» **Required work**: Give back the entire listing below, unaltered.
────────────────
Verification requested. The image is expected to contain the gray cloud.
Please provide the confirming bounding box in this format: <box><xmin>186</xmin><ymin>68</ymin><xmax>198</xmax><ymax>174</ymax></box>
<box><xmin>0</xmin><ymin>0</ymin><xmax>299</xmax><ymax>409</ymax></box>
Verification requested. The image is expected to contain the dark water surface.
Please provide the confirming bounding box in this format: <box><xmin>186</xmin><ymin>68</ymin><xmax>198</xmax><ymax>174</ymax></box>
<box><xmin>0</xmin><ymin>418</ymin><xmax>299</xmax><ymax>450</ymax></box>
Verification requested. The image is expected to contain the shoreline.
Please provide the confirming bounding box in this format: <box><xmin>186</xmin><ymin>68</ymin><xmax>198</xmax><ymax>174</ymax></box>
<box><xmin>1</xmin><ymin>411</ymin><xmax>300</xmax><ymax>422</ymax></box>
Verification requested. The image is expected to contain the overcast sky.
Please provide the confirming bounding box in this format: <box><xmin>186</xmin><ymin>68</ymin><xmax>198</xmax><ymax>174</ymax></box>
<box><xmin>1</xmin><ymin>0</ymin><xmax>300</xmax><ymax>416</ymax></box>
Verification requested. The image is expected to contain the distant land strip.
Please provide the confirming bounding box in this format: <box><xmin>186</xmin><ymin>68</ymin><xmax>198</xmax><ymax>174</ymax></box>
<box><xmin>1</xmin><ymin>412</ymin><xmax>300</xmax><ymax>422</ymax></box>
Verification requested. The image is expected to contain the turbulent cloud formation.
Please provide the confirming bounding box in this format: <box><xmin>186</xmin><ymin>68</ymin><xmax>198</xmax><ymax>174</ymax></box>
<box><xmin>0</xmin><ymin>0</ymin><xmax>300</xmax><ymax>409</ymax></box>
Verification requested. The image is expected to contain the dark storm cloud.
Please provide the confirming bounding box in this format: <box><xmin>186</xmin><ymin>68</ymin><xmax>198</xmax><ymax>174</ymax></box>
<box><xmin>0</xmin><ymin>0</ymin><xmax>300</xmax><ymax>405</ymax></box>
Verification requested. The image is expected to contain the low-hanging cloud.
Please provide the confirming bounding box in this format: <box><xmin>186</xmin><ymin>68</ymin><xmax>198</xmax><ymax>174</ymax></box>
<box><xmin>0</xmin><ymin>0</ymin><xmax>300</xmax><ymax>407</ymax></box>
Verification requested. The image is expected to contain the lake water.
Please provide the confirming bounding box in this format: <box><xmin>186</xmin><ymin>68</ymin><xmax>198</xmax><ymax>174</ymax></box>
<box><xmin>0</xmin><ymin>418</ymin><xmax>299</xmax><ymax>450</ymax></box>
────────────────
» **Response to the exercise**:
Verification requested. The image is expected to contain the gray cloud.
Please provide the confirming bounding box in this format: <box><xmin>186</xmin><ymin>68</ymin><xmax>198</xmax><ymax>174</ymax></box>
<box><xmin>0</xmin><ymin>0</ymin><xmax>299</xmax><ymax>409</ymax></box>
Verification requested. The image is expected to contain the dark water surface.
Please provide the confirming bounding box in this format: <box><xmin>186</xmin><ymin>68</ymin><xmax>198</xmax><ymax>174</ymax></box>
<box><xmin>0</xmin><ymin>418</ymin><xmax>299</xmax><ymax>450</ymax></box>
Verification requested. The image is expected to contain the shoreline.
Please provide the confirming bounding box in this format: <box><xmin>186</xmin><ymin>68</ymin><xmax>198</xmax><ymax>174</ymax></box>
<box><xmin>1</xmin><ymin>411</ymin><xmax>300</xmax><ymax>422</ymax></box>
Verification requested. The image is expected to contain the overcast sky.
Please provide the confirming bounding box in this format: <box><xmin>186</xmin><ymin>68</ymin><xmax>198</xmax><ymax>174</ymax></box>
<box><xmin>1</xmin><ymin>0</ymin><xmax>300</xmax><ymax>416</ymax></box>
Verification requested. The image is expected to contain the distant land strip.
Please provide the confirming bounding box in this format: <box><xmin>186</xmin><ymin>68</ymin><xmax>198</xmax><ymax>174</ymax></box>
<box><xmin>1</xmin><ymin>412</ymin><xmax>300</xmax><ymax>422</ymax></box>
Verification requested. The image is expected to contain the turbulent cloud formation.
Please provide the confirming bounding box in this format: <box><xmin>186</xmin><ymin>68</ymin><xmax>198</xmax><ymax>174</ymax></box>
<box><xmin>0</xmin><ymin>0</ymin><xmax>300</xmax><ymax>409</ymax></box>
Verification requested. The image is expected to contain the dark storm cloud.
Please provide the confirming bounding box in this format: <box><xmin>186</xmin><ymin>68</ymin><xmax>198</xmax><ymax>174</ymax></box>
<box><xmin>0</xmin><ymin>0</ymin><xmax>300</xmax><ymax>405</ymax></box>
Verification requested. The image is expected to contain the low-hanging cloud.
Please provide the confirming bounding box in this format: <box><xmin>186</xmin><ymin>68</ymin><xmax>198</xmax><ymax>174</ymax></box>
<box><xmin>0</xmin><ymin>0</ymin><xmax>300</xmax><ymax>407</ymax></box>
Verification requested. The image is expected to contain the lake water.
Please provide the confirming bounding box in this format: <box><xmin>186</xmin><ymin>68</ymin><xmax>198</xmax><ymax>174</ymax></box>
<box><xmin>0</xmin><ymin>418</ymin><xmax>299</xmax><ymax>450</ymax></box>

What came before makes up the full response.